- The request -
Return each line of the material verbatim.

- Available data -
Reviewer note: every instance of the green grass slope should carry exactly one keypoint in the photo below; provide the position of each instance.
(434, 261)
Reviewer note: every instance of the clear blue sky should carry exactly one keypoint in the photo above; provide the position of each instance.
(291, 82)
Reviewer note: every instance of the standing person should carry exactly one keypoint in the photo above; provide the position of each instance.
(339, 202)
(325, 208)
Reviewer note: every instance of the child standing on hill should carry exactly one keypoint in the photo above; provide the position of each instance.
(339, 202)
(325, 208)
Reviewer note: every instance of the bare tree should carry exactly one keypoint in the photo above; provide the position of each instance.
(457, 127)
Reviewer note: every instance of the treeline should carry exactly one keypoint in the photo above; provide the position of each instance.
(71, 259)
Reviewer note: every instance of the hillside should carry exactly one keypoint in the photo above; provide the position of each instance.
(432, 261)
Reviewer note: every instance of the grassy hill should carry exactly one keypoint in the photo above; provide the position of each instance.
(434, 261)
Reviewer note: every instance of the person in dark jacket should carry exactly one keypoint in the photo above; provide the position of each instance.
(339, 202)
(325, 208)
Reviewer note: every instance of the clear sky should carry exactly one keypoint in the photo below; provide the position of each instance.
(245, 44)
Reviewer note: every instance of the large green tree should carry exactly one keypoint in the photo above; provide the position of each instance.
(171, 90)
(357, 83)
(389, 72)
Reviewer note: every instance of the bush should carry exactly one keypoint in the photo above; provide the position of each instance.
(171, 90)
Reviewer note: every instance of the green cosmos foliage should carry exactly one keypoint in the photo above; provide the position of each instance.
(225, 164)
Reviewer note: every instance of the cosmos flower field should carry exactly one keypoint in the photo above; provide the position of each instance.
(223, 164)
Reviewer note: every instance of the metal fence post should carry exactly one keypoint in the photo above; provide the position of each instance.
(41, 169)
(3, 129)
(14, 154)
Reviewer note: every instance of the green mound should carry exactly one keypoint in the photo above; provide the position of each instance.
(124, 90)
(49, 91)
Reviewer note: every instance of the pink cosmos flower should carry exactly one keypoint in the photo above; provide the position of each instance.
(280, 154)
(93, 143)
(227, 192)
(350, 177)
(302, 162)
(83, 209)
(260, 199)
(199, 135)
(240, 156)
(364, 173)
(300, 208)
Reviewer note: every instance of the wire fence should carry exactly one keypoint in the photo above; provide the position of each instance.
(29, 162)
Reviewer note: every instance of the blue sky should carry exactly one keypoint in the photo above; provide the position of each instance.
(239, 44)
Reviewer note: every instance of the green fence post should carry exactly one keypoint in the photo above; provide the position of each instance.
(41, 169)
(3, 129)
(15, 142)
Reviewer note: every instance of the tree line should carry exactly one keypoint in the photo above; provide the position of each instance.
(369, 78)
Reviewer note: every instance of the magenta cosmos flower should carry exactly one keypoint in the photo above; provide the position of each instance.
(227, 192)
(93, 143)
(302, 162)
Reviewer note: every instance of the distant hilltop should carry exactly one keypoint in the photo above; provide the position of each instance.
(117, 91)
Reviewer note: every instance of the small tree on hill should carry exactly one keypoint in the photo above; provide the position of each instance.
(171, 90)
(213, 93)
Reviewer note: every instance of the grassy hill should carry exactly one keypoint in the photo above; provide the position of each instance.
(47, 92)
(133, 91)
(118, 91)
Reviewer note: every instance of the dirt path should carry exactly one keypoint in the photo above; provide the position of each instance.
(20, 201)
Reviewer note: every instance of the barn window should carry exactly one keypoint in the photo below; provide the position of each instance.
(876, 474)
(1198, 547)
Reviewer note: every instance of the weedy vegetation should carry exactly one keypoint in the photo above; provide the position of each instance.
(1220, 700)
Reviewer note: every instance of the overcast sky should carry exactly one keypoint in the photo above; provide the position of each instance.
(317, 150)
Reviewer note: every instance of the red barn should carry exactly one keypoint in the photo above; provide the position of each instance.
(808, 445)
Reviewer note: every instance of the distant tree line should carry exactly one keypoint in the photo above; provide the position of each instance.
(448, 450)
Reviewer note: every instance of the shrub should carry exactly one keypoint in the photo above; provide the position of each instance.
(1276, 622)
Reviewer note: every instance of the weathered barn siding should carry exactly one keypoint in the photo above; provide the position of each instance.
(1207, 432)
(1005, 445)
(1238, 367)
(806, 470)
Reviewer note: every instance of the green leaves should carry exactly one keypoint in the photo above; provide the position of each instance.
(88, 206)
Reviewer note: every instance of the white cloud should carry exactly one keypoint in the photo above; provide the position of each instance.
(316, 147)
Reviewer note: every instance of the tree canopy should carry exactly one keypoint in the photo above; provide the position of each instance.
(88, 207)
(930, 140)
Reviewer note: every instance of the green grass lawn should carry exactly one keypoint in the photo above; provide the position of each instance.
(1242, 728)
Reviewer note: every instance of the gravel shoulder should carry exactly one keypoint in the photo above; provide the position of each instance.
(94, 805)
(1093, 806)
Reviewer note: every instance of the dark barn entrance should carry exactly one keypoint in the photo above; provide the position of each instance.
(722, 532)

- Solution to this problem -
Reviewer note: every instance of the green grass slope should carry exactly one keypoint in the photo below; provide the position of each instance.
(434, 261)
Reviewer note: every instance of the clear blue sky should carry exactly one keypoint in the photo above; provide the position of each instance.
(291, 82)
Reviewer note: every instance of the standing person should carry exactly one keypoint in the photo above; provide the position of each instance.
(339, 202)
(325, 208)
Reviewer note: every instance of the child standing on hill should carry exactly one keypoint in the photo above; provide the position of each instance.
(339, 202)
(325, 208)
Reviewer note: every instance of the bare tree should carry exactly one keypoint in the photo above; provide the position of each instance.
(457, 127)
Reviewer note: every instance of the treeline should carry exactly one keypoint in the photo above; provide the position of each instance.
(71, 259)
Reviewer note: every instance of the hillside should carry exactly one keypoint in the photo above; provide the position of each instance.
(432, 261)
Reviewer note: every instance of the grassy hill should carry exactly one keypoint in the photo above; provide the position of each instance.
(434, 261)
Reviewer note: every instance of the person in dark jacket should carry exactly one keypoint in the photo above; provide the position of each instance.
(339, 202)
(325, 208)
Reviewer note: every instance of the clear sky should carry exactly one keypoint in the photo below; provide the position of each instance.
(245, 44)
Reviewer note: every instance of the large green tree should carry exactly one keypoint in the photo above; provide the position of each instance.
(171, 90)
(357, 83)
(389, 72)
Reviewer note: every instance of the bush should carry exactly one keypoint in the photo above; provide the position of each instance.
(171, 90)
Reviewer note: every instance of the green cosmos foliage should carry exactly one keypoint in the photo above; provide the position of each instance.
(225, 164)
Reviewer note: every instance of the cosmos flower field should carry exactly one keypoint in the photo above; provide the position of each instance.
(223, 164)
Reviewer note: every instance of the metal fence post should carry exactly one keypoint in the photo above; provide the position of each instance.
(41, 169)
(3, 129)
(14, 154)
Reviewer note: every instance of the green mound should carry exactly one keypoint in the photo above; provide the position of each instance.
(124, 90)
(49, 91)
Reviewer note: every instance of the pink cosmos flower should carry exactly one keypoint in the photo above; provide the position of each instance.
(280, 154)
(93, 143)
(227, 192)
(350, 177)
(302, 162)
(83, 209)
(260, 199)
(199, 135)
(240, 156)
(364, 173)
(300, 208)
Reviewer note: every instance of the wire fence should carry exactly one keypoint in the photo above; provide the position of each instance.
(29, 162)
Reviewer note: every instance of the blue sky should carry exactly one keypoint in the photo above; provide the position of each instance.
(239, 44)
Reviewer note: every instance of the green fence post should carry exactly one keypoint in the photo above; provide the position of each instance.
(41, 169)
(3, 129)
(15, 142)
Reviewer note: every instance of the tree line should carry exactly one keypoint in the photo above; provide the position of each instance.
(369, 78)
Reviewer note: every instance of the magenta cosmos flower should carry exactly one keypoint in the photo above; provide the position of each instance.
(227, 192)
(93, 143)
(302, 162)
Reviewer note: every instance of the distant hilltop should carry exactly one keypoint in the photo above; provide the position of each instance.
(117, 91)
Reviewer note: every instance of the small tree on hill should carry exactly one keypoint in the photo above; provide the position of each instance.
(171, 90)
(213, 93)
Reviewer note: every instance of the grassy hill should carry exactly one keypoint in the photo above; provide the position of each instance.
(47, 92)
(133, 91)
(118, 91)
Reviewer note: every instance of the dirt path should carry exactly one keypoint in the photo above; provide the position of each instance.
(20, 201)
Reviewer note: every instance of the barn window should carry exactly one keypoint in the photo below; provide the position of each instance.
(876, 474)
(1198, 547)
Reviewer note: every instance of the weedy vegetation should carry exactly one keypoint in the photo above; provide the position of each instance.
(1220, 700)
Reviewer note: every instance of the overcast sky should carry exactly one keypoint in the photo above; provide the position of each instance.
(317, 150)
Reviewer note: every instance of the red barn should carry exactly one keypoint in the photo above; provide the position of each instance.
(808, 445)
Reviewer note: every instance of the distant tree line should carry exactly one keypoint in the photo above; provide the position of each instance.
(448, 450)
Reviewer note: every instance of the shrub should carry exactly one keypoint in the photo above; provide the position of each instance.
(1276, 622)
Reviewer note: every instance of the weathered barn siding should carry exactly one keypoint in the photo above; provide the position of each instance.
(1207, 432)
(1005, 445)
(1238, 367)
(806, 470)
Reviewer note: every instance of the green leaves should carry exactly one keypoint in the photo above; provide the position of each instance.
(88, 206)
Reviewer note: every instance of the white cloud should carry exactly one keypoint in the photo above; provide the position of each instance.
(316, 147)
Reviewer note: every instance of the tree canopy should carry exactly one keypoint in the photo above; provide the position of each instance.
(88, 207)
(930, 140)
Reviewer note: every instance of the green grass lawn should carry exactly one keypoint in the photo above; provide the position of each instance.
(1242, 728)
Reviewer note: every instance of the gravel shoulder should carry exactly one keypoint in the photo above; provide the position of each instance.
(94, 805)
(1093, 806)
Reviewer note: every instance of the dark barn entrance should carry exactly one keypoint in the photo above; provide the position of each instance.
(722, 532)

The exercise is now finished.